• Source document
▼
Commonwealth Court of Pennsylvania

January 23, 2015

Commonwealth of Pennsylvania, Department of Environmental Protection
v.
Douglas W. Spangler and Susan M. Spangler, Appellants

Argued: December 8, 2014.

Appealed from No. 615 CIVIL 2012. Common Pleas Court of the County of Somerset. Klementik.

Marc T. Valentine, Somerset, for appellants.

Greg Komain Venbrux, Pittsburgh, for appellee.

BEFORE: HONORABLE RENÉ E COHN JUBELIRER, Judge, HONORABLE PATRICIA A. McCULLOUGH, Judge, HONORABLE ROCHELLE S. FRIEDMAN, Senior Judge. OPINION BY JUDGE McCULLOUGH.

OPINION

Page 322

PATRICIA A. McCULLOUGH, Judge

Douglas W. Spangler and Susan M. Spangler (together, Appellants) appeal from the September 18, 2013 order of the Court of Common Pleas of Somerset County (trial court) granting the petition for rule to show cause filed by the Department of Environmental Protection (Department)
▲
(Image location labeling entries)
▼
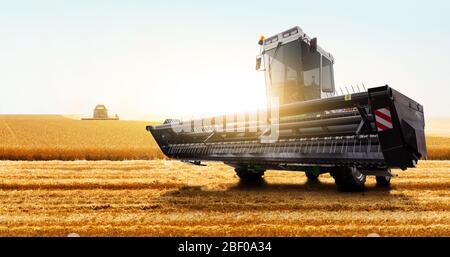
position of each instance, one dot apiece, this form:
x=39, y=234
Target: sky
x=176, y=58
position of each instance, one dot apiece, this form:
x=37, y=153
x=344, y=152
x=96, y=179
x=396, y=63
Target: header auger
x=311, y=129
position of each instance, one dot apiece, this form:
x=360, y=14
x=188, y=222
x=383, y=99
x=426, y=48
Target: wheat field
x=55, y=137
x=169, y=198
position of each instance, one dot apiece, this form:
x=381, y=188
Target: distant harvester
x=101, y=113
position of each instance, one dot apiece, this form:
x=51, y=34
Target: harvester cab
x=296, y=68
x=316, y=130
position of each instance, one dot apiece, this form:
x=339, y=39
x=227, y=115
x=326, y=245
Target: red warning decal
x=383, y=119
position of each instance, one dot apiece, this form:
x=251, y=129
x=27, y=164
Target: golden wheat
x=169, y=198
x=53, y=137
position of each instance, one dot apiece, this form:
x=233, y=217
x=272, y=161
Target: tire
x=349, y=179
x=383, y=181
x=248, y=175
x=312, y=176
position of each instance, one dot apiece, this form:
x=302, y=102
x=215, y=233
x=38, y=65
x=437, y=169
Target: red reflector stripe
x=383, y=119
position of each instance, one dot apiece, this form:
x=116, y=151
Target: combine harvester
x=313, y=129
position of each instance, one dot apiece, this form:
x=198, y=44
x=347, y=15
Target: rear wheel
x=383, y=181
x=349, y=179
x=249, y=175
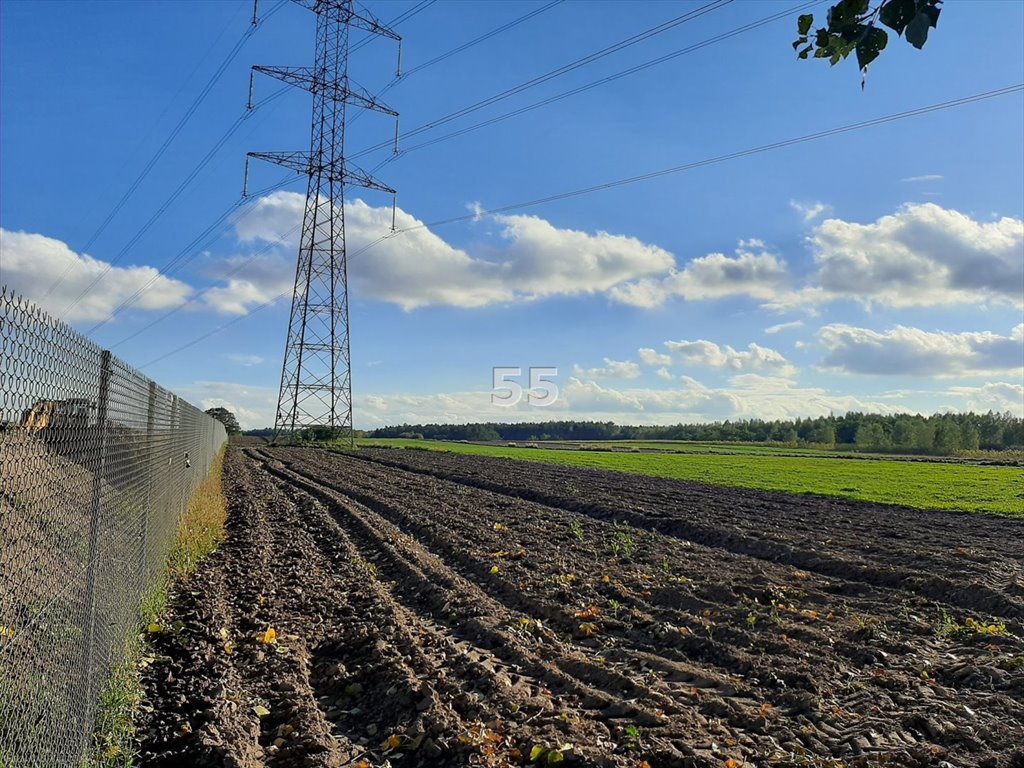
▲
• Exercise objective
What are all the calendar dates given in the court opinion? Answer from the court opinion alone, without using the listing.

• The solution
January 23, 2015; December 8, 2014; September 18, 2013